Extracted material:

-=-=-=-=-

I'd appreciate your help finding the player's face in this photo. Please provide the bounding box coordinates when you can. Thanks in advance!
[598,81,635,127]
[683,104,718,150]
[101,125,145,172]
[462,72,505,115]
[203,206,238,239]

-=-=-=-=-

The problem: Extract every line of the records above and reproduce each one verbatim.

Answer to this exercise:
I'd appreciate your help finding the player's face in this photo. Please provide the bounding box coordinates when you can. Thanks in advance!
[598,81,635,127]
[683,104,718,150]
[101,125,145,172]
[462,72,505,115]
[203,206,238,239]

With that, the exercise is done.